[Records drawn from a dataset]
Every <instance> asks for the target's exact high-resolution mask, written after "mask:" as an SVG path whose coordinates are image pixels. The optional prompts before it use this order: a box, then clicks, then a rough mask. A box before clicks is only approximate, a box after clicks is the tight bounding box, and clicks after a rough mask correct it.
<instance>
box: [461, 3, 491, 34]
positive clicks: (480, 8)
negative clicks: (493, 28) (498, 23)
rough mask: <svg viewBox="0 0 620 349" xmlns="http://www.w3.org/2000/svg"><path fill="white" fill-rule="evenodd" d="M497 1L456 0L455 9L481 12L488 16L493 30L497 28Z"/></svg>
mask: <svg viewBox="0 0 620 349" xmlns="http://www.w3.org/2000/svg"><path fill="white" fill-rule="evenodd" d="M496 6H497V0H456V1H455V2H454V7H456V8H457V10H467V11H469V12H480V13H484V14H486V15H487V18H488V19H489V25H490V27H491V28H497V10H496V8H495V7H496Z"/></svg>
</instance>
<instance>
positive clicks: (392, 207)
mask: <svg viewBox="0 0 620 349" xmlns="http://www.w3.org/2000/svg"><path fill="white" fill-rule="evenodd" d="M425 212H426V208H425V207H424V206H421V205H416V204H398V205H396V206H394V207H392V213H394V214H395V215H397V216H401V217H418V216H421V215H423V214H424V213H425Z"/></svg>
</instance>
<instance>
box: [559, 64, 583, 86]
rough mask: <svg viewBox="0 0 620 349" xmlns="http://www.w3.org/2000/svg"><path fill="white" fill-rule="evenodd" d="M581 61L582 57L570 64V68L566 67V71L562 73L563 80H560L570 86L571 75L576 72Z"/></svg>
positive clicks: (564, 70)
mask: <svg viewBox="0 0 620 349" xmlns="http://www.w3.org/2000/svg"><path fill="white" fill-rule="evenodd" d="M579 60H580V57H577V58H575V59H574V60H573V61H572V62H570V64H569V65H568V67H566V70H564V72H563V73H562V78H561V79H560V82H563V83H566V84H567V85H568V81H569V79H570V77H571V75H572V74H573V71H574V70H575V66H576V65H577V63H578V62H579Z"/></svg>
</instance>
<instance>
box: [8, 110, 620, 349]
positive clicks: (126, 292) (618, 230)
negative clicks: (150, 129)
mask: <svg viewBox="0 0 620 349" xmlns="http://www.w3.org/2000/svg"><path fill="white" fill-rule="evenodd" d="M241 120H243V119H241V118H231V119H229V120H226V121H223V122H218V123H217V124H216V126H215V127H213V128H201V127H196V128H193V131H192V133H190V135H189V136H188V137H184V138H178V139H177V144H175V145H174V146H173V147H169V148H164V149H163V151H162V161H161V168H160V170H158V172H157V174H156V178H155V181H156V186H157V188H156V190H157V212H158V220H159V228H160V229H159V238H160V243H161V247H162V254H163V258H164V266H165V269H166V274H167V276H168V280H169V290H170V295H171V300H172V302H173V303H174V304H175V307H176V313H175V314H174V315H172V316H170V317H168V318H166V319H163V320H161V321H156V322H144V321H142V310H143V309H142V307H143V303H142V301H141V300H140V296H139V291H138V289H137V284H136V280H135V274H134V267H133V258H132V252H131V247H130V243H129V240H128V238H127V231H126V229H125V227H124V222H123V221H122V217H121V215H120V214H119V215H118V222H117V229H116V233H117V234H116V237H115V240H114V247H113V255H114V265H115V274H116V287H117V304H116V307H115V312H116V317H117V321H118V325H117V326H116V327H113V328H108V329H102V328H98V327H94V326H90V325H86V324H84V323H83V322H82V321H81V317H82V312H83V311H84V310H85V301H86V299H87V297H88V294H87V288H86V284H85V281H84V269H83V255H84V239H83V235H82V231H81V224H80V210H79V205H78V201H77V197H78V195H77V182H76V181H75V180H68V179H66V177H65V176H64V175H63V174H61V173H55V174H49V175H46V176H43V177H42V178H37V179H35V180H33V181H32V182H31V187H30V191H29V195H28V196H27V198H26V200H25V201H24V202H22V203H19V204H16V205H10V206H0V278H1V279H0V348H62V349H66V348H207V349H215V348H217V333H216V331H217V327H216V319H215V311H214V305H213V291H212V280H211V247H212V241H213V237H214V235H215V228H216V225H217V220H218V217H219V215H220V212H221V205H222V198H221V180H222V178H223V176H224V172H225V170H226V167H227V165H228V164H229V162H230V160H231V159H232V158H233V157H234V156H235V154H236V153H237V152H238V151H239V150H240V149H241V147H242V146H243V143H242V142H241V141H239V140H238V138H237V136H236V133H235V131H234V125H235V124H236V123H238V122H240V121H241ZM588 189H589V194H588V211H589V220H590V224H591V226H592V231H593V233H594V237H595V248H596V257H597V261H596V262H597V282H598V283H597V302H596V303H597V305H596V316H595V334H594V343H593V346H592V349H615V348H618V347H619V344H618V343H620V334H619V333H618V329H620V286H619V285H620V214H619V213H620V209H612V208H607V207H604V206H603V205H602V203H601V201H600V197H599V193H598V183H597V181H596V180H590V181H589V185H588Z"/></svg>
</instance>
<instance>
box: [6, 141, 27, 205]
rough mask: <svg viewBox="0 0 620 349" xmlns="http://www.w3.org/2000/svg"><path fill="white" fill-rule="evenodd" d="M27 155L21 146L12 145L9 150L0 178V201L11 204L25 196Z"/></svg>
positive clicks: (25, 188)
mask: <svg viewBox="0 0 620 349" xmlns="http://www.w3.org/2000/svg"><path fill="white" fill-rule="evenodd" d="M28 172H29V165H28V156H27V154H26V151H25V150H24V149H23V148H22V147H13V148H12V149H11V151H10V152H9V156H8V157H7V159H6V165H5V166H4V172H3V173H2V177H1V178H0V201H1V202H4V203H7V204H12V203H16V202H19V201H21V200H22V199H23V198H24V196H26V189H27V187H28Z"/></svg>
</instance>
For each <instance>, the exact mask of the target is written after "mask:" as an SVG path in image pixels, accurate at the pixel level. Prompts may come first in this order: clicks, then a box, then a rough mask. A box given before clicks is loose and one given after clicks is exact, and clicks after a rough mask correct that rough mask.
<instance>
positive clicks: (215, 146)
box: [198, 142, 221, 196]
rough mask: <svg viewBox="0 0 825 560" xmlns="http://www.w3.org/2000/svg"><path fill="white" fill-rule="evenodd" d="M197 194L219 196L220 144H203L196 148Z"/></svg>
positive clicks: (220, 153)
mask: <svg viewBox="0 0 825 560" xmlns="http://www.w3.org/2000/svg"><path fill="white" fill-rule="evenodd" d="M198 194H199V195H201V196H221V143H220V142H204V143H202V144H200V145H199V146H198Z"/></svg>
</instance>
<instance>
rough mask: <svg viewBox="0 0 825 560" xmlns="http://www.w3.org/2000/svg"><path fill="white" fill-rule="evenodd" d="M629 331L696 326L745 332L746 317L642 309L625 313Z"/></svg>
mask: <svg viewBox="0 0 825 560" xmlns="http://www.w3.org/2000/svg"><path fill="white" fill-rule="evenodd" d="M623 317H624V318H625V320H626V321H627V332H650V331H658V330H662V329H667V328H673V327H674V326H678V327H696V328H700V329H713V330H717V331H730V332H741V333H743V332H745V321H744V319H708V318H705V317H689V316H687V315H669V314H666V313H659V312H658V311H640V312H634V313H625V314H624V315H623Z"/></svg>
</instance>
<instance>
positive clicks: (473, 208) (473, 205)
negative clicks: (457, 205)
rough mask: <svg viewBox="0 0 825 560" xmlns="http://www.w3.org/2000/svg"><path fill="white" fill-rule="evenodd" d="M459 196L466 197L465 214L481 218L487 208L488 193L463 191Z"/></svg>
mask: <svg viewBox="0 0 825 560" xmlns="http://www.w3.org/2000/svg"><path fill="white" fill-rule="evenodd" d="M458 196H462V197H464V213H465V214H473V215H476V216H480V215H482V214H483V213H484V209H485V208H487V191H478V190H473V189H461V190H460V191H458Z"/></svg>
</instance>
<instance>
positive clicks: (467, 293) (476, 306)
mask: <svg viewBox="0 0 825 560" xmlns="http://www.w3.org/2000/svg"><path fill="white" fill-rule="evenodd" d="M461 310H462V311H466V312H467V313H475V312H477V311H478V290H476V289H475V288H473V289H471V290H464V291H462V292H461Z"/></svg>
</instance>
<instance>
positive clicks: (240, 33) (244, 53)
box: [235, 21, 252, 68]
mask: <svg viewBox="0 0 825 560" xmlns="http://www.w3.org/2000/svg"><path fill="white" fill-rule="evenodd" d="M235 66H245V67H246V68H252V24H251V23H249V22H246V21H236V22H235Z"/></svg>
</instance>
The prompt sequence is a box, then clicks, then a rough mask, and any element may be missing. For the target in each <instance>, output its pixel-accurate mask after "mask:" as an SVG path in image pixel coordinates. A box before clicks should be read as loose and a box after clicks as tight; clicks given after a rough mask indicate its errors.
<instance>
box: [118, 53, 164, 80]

Task instructions
Reproduce only this range: the first line of the data above through the line with "61L582 57L570 64V68L566", both included, exactly as written.

Solution to the problem
Every <instance> asks for the target's exact high-resolution mask, written after "mask:" as an SVG path whose coordinates are image pixels. The optional prompts before it use this order: a box, then clicks, then a rough mask. A box before clicks is only approximate, a box after clicks is the tight bounding box, and clicks after a rough mask correct it.
<instance>
box: [461, 3, 491, 34]
positive clicks: (480, 8)
negative clicks: (493, 28) (498, 23)
rough mask: <svg viewBox="0 0 620 349" xmlns="http://www.w3.org/2000/svg"><path fill="white" fill-rule="evenodd" d="M497 1L456 0L455 9L481 12L488 16L493 30L497 28Z"/></svg>
mask: <svg viewBox="0 0 620 349" xmlns="http://www.w3.org/2000/svg"><path fill="white" fill-rule="evenodd" d="M496 6H497V0H456V1H455V2H454V7H456V8H457V10H467V11H469V12H480V13H484V14H486V15H487V18H488V19H489V25H490V27H491V28H497V10H496V8H495V7H496Z"/></svg>
</instance>
<instance>
positive clicks: (392, 207)
mask: <svg viewBox="0 0 620 349" xmlns="http://www.w3.org/2000/svg"><path fill="white" fill-rule="evenodd" d="M425 212H426V208H425V207H424V206H421V205H416V204H398V205H396V206H394V207H392V213H394V214H395V215H397V216H401V217H418V216H421V215H423V214H424V213H425Z"/></svg>
</instance>
<instance>
box: [559, 64, 583, 86]
rough mask: <svg viewBox="0 0 620 349" xmlns="http://www.w3.org/2000/svg"><path fill="white" fill-rule="evenodd" d="M581 61L582 57L570 64V68L566 67V71L562 73L563 80H560L570 86L571 75L576 72Z"/></svg>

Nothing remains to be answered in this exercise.